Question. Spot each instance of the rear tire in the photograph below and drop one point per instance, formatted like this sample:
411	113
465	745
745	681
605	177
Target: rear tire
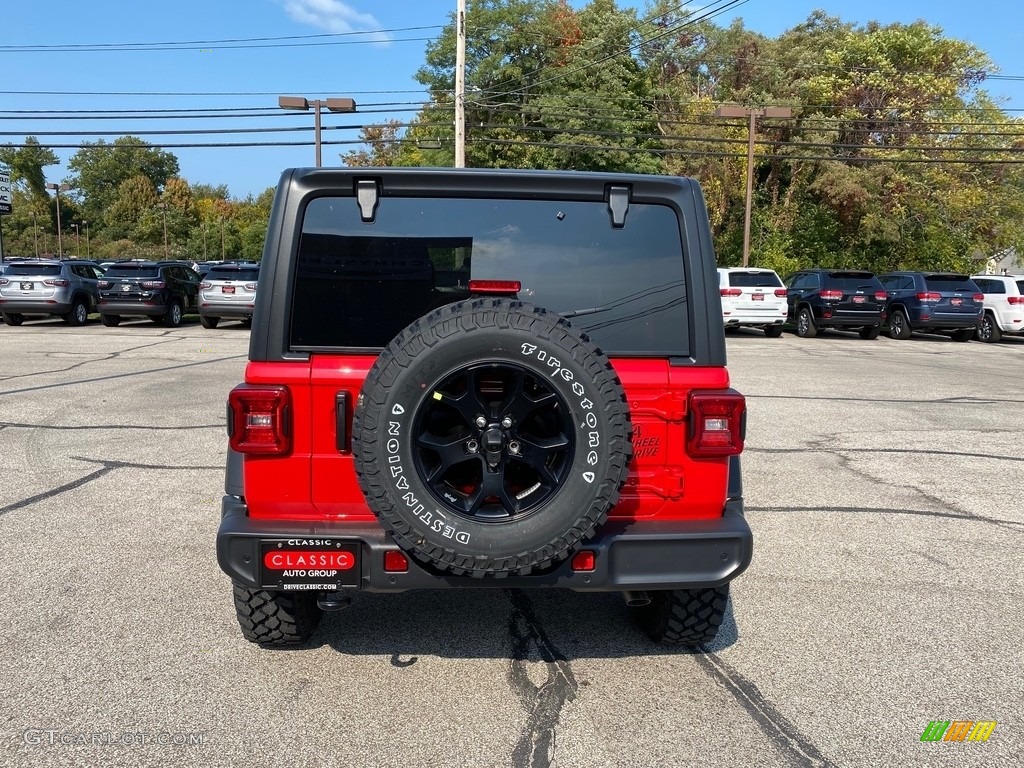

## [Work order]
Copy out every line of the listing where the word "rear" occurs.

## [Solution for this problem]
Question. Spot each instance of the rear tire in the photograph below and drop one point per instance, formatted like this sample:
Target: rear tire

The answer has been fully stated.